───── INPUT RECORDS ─────

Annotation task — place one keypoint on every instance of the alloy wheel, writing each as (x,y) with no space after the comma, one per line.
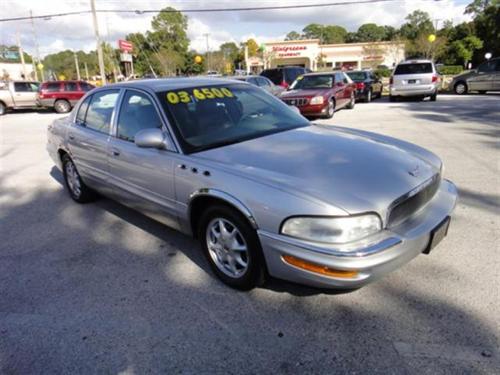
(227,247)
(73,179)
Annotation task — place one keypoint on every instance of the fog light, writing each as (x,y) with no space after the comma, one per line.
(316,268)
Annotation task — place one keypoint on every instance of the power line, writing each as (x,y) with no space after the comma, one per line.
(197,10)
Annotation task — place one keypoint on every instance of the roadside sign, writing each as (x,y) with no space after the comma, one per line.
(125,45)
(125,57)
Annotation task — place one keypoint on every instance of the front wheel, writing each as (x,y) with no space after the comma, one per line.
(232,248)
(62,106)
(330,111)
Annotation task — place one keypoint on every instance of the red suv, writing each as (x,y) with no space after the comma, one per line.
(62,95)
(321,94)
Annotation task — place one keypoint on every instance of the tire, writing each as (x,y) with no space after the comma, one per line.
(237,262)
(62,106)
(77,189)
(368,98)
(331,109)
(460,88)
(352,103)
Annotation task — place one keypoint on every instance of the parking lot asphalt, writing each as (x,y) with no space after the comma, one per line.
(99,288)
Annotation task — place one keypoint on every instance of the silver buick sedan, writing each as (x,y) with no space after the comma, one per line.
(264,190)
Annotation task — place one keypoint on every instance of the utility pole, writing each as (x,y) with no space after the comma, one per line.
(36,48)
(86,71)
(76,65)
(21,54)
(208,52)
(100,56)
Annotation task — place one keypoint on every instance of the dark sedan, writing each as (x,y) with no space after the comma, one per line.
(368,86)
(321,94)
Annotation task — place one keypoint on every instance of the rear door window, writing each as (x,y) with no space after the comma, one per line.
(414,68)
(100,110)
(52,87)
(137,113)
(70,86)
(275,75)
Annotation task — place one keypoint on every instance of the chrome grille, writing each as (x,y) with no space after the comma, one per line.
(299,102)
(410,203)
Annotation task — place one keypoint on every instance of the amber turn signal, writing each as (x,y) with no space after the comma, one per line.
(316,268)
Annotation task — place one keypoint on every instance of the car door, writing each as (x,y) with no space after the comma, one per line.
(142,177)
(340,90)
(88,137)
(25,94)
(483,79)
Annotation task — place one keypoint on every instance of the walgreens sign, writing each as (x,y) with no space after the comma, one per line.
(289,51)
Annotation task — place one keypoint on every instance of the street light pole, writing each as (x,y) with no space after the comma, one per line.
(100,56)
(76,65)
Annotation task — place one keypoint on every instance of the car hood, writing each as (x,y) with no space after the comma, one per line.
(304,93)
(349,171)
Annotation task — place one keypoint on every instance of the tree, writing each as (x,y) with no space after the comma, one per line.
(370,32)
(293,35)
(418,23)
(461,51)
(487,27)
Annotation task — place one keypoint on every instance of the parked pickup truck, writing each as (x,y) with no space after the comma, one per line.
(18,95)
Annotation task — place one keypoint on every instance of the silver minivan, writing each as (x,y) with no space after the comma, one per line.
(417,78)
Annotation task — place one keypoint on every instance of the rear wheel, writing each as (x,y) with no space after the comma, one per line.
(330,111)
(231,247)
(460,88)
(352,102)
(77,189)
(62,106)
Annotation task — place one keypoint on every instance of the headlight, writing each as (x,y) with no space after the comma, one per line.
(333,229)
(317,100)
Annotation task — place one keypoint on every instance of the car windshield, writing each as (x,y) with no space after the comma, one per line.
(415,68)
(217,115)
(357,76)
(313,82)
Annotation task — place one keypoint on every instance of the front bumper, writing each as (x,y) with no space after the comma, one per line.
(414,90)
(371,260)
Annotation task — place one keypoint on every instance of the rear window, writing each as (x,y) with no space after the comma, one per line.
(275,75)
(415,68)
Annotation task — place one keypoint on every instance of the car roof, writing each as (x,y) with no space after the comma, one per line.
(415,61)
(165,84)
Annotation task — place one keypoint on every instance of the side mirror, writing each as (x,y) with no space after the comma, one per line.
(150,138)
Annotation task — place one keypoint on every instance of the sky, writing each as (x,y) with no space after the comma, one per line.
(76,32)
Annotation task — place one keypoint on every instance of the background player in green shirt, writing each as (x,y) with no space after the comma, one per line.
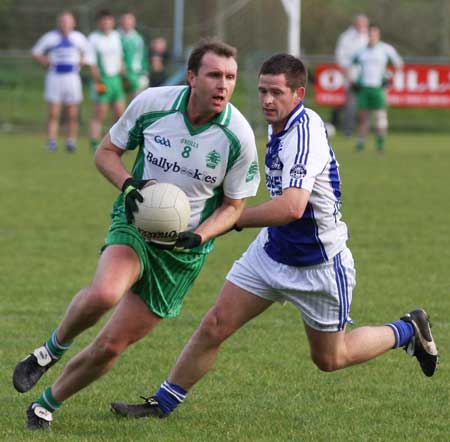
(134,55)
(189,135)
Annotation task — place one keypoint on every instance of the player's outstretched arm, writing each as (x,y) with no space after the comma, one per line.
(281,210)
(222,219)
(109,162)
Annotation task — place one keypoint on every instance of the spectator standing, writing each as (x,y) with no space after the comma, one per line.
(134,55)
(107,88)
(63,51)
(371,85)
(158,58)
(349,42)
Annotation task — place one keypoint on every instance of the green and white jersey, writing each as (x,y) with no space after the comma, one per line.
(215,160)
(134,52)
(374,61)
(108,50)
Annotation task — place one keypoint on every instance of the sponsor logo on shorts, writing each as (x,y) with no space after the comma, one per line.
(274,185)
(175,167)
(276,163)
(251,172)
(298,171)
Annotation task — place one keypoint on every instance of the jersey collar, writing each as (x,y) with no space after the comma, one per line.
(180,105)
(296,114)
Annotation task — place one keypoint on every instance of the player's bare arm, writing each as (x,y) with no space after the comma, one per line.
(281,210)
(42,60)
(222,219)
(109,162)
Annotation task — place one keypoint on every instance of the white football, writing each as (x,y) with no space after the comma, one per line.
(163,214)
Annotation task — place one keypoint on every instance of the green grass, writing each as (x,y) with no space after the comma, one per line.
(55,211)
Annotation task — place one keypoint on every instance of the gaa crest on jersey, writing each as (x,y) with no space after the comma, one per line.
(213,159)
(298,171)
(276,163)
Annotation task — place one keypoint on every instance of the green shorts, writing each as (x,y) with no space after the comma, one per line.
(165,277)
(371,98)
(114,90)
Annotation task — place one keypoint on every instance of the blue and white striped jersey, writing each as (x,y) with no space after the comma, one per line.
(65,53)
(300,156)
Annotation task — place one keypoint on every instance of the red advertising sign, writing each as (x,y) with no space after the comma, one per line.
(416,85)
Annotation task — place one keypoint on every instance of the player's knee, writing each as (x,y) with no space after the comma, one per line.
(213,329)
(104,350)
(324,362)
(101,299)
(381,121)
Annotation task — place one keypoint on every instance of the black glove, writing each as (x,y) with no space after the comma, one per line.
(187,240)
(131,195)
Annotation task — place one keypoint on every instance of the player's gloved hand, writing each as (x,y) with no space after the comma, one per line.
(187,240)
(100,88)
(131,195)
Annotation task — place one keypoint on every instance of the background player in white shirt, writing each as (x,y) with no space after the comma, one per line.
(187,135)
(107,88)
(63,51)
(301,258)
(373,79)
(349,42)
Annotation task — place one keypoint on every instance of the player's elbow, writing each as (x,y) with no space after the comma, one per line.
(294,212)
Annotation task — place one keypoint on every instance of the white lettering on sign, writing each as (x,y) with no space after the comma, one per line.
(331,79)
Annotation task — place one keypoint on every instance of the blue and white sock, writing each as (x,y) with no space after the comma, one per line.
(169,396)
(403,332)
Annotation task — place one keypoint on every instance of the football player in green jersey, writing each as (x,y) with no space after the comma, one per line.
(191,136)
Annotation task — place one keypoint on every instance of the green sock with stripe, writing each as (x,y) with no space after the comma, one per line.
(56,348)
(94,144)
(47,401)
(380,142)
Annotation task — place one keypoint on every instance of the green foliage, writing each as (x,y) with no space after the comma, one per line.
(263,387)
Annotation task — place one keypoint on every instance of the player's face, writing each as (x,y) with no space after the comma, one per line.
(66,23)
(128,22)
(213,85)
(106,24)
(277,99)
(374,36)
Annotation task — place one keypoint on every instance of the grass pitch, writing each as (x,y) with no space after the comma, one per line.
(54,215)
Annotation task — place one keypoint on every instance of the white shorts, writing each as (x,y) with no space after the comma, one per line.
(322,293)
(63,88)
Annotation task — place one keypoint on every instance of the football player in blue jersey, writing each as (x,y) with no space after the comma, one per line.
(300,256)
(63,51)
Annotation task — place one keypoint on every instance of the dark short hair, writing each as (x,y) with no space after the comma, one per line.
(292,67)
(209,45)
(103,13)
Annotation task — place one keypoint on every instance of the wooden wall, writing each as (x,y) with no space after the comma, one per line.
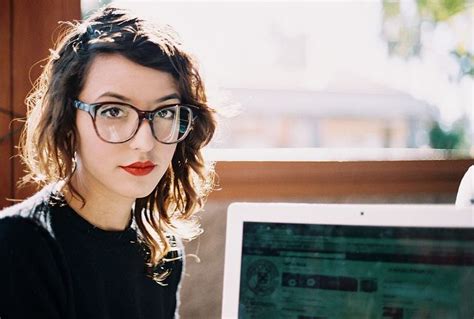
(26,28)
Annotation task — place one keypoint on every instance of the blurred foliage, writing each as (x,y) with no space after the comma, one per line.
(441,10)
(465,61)
(391,8)
(449,139)
(402,33)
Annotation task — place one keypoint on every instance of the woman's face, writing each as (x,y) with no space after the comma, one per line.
(103,167)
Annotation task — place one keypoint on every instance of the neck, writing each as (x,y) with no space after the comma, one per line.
(102,209)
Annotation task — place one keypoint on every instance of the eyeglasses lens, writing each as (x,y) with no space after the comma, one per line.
(117,123)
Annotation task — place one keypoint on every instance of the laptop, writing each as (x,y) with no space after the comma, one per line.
(315,261)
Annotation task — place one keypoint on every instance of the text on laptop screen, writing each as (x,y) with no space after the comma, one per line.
(306,271)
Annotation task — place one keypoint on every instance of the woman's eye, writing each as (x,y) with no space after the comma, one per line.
(166,114)
(112,112)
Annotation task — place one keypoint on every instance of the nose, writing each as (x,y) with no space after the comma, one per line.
(143,139)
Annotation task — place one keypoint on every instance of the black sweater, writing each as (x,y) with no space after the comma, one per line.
(71,269)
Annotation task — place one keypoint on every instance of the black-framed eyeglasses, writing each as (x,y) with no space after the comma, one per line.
(117,122)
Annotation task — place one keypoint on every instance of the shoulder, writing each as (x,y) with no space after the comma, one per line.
(465,194)
(34,210)
(21,236)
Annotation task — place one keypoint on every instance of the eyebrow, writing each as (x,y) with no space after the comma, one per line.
(126,99)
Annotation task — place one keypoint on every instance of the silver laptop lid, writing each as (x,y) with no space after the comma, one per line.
(311,261)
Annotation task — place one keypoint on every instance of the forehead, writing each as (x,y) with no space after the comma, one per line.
(115,73)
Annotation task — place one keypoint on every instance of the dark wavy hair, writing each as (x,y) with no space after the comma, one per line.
(50,138)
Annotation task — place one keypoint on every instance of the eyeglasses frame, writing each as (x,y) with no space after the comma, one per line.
(142,115)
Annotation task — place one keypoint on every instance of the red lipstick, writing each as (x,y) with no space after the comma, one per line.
(139,168)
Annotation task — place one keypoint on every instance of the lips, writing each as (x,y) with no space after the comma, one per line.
(139,168)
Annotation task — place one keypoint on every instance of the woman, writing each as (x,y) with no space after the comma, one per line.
(114,132)
(465,196)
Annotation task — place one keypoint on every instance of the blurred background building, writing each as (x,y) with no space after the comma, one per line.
(305,74)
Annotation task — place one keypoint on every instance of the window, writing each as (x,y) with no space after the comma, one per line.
(365,74)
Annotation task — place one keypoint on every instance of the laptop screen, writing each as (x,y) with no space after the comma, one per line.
(307,271)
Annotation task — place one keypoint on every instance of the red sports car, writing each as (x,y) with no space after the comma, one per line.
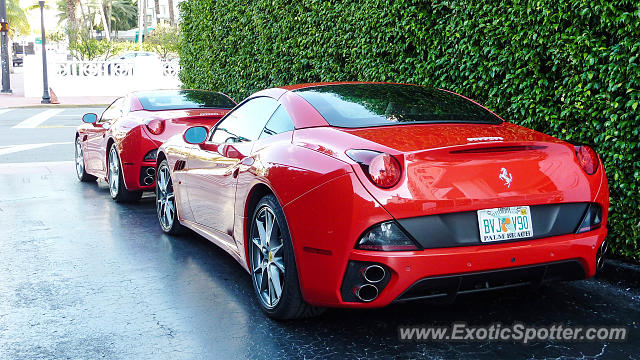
(120,146)
(364,194)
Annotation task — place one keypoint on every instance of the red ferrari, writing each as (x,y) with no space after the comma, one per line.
(363,194)
(120,145)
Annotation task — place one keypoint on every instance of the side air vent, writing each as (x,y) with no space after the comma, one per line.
(494,149)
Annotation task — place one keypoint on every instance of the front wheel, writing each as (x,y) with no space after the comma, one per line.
(166,201)
(273,266)
(117,189)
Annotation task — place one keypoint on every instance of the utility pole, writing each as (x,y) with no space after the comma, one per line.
(46,99)
(140,23)
(4,48)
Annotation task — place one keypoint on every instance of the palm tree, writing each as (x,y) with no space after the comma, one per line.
(156,5)
(172,20)
(17,18)
(123,14)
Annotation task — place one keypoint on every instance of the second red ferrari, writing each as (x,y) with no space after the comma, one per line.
(120,145)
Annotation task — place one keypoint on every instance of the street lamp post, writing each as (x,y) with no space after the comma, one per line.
(4,48)
(46,99)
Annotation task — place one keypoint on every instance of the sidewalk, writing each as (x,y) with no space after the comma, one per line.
(17,99)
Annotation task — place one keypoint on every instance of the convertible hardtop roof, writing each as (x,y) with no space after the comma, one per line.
(310,85)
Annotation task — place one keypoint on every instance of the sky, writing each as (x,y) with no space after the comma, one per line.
(50,16)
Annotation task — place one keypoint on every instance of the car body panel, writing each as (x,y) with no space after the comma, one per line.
(329,202)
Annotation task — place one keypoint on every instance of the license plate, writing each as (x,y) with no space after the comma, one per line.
(508,223)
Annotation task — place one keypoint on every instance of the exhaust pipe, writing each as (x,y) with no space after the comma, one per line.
(373,273)
(602,251)
(366,292)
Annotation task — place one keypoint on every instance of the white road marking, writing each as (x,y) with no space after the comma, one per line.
(23,147)
(38,119)
(36,164)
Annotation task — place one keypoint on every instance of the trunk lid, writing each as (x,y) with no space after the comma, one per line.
(464,167)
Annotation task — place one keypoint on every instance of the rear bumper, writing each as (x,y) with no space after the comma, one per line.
(134,175)
(324,249)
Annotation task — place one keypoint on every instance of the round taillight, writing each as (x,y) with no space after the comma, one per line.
(156,126)
(384,170)
(587,158)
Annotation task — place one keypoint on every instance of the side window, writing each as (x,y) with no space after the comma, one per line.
(280,122)
(113,111)
(246,122)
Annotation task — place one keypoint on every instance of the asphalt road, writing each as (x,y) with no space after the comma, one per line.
(84,277)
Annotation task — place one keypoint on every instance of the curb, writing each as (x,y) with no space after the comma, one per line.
(624,274)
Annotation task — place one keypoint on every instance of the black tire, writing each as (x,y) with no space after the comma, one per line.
(165,199)
(81,171)
(290,304)
(118,190)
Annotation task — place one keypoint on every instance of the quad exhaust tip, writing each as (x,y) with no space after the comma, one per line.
(366,292)
(602,251)
(373,273)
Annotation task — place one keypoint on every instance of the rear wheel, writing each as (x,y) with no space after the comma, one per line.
(117,189)
(166,201)
(81,171)
(273,266)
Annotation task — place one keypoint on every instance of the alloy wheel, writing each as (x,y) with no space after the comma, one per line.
(165,198)
(114,172)
(79,159)
(267,260)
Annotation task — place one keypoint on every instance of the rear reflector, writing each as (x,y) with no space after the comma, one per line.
(591,220)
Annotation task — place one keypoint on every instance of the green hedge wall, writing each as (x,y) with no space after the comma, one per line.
(569,68)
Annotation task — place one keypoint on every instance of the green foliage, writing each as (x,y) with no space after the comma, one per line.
(568,68)
(164,41)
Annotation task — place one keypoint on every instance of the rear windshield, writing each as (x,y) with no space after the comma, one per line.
(364,105)
(184,99)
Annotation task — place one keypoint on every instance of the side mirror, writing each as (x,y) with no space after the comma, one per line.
(90,118)
(195,135)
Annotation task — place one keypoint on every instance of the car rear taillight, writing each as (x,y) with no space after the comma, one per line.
(382,169)
(591,220)
(156,126)
(587,158)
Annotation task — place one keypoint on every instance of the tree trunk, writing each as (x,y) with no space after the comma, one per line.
(140,23)
(172,19)
(72,20)
(156,4)
(144,19)
(104,21)
(108,13)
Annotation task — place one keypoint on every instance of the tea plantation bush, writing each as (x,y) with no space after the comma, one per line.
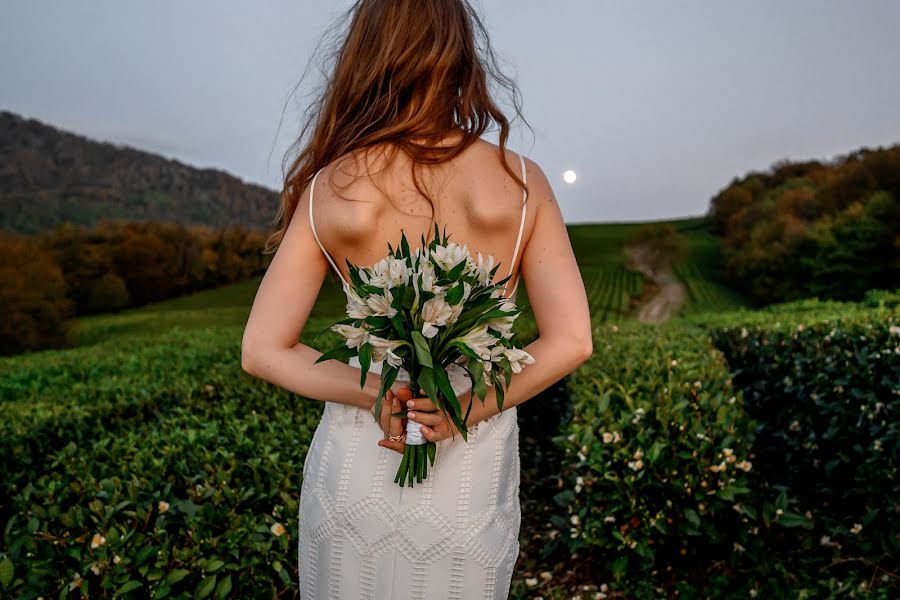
(782,483)
(823,381)
(658,454)
(178,475)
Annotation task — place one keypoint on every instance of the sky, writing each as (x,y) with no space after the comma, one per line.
(655,105)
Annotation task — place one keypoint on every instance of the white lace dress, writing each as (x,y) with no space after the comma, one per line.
(453,536)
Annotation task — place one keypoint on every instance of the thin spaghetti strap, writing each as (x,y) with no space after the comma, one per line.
(312,226)
(512,263)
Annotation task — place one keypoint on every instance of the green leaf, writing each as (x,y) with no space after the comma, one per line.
(224,588)
(337,353)
(176,576)
(365,361)
(452,404)
(214,565)
(6,571)
(476,372)
(422,351)
(431,448)
(377,322)
(205,588)
(692,517)
(129,587)
(454,296)
(465,350)
(409,297)
(499,391)
(397,322)
(507,370)
(792,519)
(404,245)
(388,375)
(427,383)
(457,270)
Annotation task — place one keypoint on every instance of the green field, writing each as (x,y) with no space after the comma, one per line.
(152,406)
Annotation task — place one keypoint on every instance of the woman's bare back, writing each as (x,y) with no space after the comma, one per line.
(363,203)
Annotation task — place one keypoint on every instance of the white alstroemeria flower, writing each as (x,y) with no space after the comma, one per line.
(518,358)
(482,269)
(450,255)
(436,313)
(383,349)
(353,336)
(502,325)
(356,306)
(381,305)
(480,341)
(458,308)
(429,277)
(389,272)
(496,353)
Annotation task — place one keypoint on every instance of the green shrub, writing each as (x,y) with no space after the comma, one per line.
(658,453)
(95,438)
(823,382)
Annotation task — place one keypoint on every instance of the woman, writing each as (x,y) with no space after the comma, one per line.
(395,146)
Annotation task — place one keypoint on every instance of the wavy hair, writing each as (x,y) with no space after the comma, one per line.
(404,75)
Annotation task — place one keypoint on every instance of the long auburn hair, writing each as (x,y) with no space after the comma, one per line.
(403,74)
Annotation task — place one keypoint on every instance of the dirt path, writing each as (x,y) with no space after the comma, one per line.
(667,300)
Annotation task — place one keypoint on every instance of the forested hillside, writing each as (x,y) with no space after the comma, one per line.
(813,228)
(48,176)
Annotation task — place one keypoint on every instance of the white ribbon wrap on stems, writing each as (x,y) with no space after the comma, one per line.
(414,434)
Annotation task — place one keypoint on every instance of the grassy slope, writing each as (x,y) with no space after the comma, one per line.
(597,246)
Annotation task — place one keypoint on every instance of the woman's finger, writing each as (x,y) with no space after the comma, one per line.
(430,419)
(433,435)
(395,446)
(396,427)
(387,407)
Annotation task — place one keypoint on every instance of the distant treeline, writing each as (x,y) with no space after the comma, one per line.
(72,271)
(801,229)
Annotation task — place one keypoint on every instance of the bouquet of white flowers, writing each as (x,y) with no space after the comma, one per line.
(424,312)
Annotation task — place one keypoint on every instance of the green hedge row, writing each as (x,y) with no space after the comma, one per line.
(658,498)
(196,495)
(658,460)
(823,381)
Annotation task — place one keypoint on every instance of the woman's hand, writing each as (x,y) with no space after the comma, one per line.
(435,426)
(391,425)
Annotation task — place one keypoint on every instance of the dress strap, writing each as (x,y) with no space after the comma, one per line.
(312,226)
(512,263)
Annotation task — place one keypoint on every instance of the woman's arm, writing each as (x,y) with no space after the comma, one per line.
(270,348)
(559,302)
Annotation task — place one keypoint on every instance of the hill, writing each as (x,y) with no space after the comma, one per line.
(48,176)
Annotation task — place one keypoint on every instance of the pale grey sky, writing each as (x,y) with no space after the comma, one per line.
(656,105)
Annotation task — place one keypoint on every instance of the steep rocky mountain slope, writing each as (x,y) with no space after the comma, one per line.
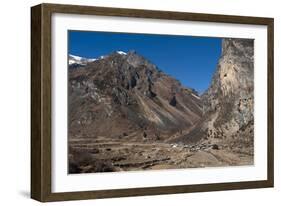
(228,104)
(125,114)
(123,94)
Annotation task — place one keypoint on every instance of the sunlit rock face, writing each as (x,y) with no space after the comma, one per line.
(125,94)
(228,103)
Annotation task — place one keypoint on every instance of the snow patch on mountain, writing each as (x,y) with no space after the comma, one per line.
(73,59)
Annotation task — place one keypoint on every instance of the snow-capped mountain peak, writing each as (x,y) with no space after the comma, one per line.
(121,52)
(73,59)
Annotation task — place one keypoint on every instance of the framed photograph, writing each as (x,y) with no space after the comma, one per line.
(130,102)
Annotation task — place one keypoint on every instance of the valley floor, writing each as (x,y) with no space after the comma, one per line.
(103,155)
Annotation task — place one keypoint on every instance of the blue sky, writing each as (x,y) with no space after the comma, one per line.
(191,60)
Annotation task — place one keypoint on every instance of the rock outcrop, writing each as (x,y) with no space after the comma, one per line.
(228,104)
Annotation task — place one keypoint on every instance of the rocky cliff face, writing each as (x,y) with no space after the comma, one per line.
(123,94)
(228,104)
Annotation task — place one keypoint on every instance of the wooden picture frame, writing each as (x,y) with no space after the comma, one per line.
(41,95)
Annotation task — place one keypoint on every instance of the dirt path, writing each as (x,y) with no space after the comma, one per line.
(132,156)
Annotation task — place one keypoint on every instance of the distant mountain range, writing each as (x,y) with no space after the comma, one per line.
(124,94)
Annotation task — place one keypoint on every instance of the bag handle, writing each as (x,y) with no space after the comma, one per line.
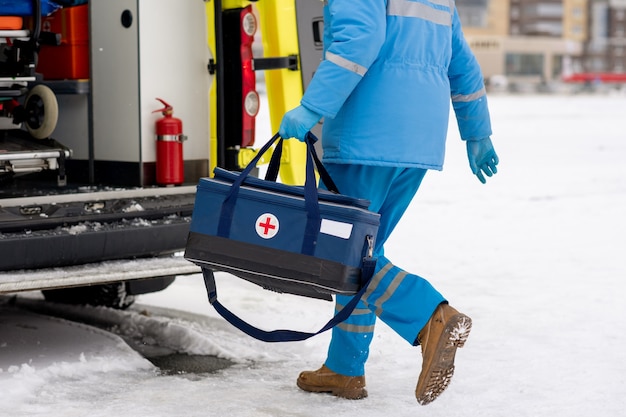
(367,271)
(312,226)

─────

* _WORK TO BE COMPLETED_: All lines from the one containing "of the steep" through the end of the entries, both ends included, should be written out exactly, with no pictures.

* _RESULT FOR THIS TASK_:
Annotation task — place one keypoint on every instance of the steep rocky mountain slope, writing each as (x,y) with no space after the comma, one per line.
(228,104)
(125,114)
(123,94)
Annotation task — place one keypoint on every instance of the sunlit rock face, writing each as (x,y) with no space after the comma, one per line.
(125,94)
(228,103)
Annotation task — place one keypoint on every instance of the snow patch on mountain, writing each as (x,y) with no space after the comma, one per line.
(73,59)
Annotation task — place one keypoint on every instance of the snow-capped mountain peak, writing each as (x,y) with no space after the comma, one per line.
(121,52)
(73,59)
Annotation task — place one keypoint on every instance of the framed photograph, writing each as (x,y) with no space after the comma, one per line.
(130,102)
Annotation task — place one keypoint on every instance of the valley floor, writing each as (x,y) with no space after the comma, one per line.
(103,155)
Annotation task — place one keypoint on every instance of the blue sky, writing each as (x,y) with no space after the comma, one per line.
(191,60)
Annotation task — place one keypoint on every instance of the rock outcrop, writing each as (x,y) with no space after the comma, one per line.
(228,104)
Annotation task — place one keypoint on every instance of the rocky cliff face, writing each as (x,y) with no space after the comma, one per line.
(123,94)
(228,104)
Annotation task — place one keypoint on every instance of the wooden picture frame, writing each as (x,y) with no space after the comma, one per line.
(41,95)
Annotation task — place one keypoint on every instance of the dirt path, writing each as (x,y) with no space after the comma, one per line.
(132,156)
Annotation task — place one keypoint on every instance of the distant mountain range, writing each as (x,y) with no space after the comma, one per line.
(124,94)
Annotation task — place one keypoint on every instance of the bag handle, writing each as (x,y) with no space after the comma, one per line.
(367,271)
(312,226)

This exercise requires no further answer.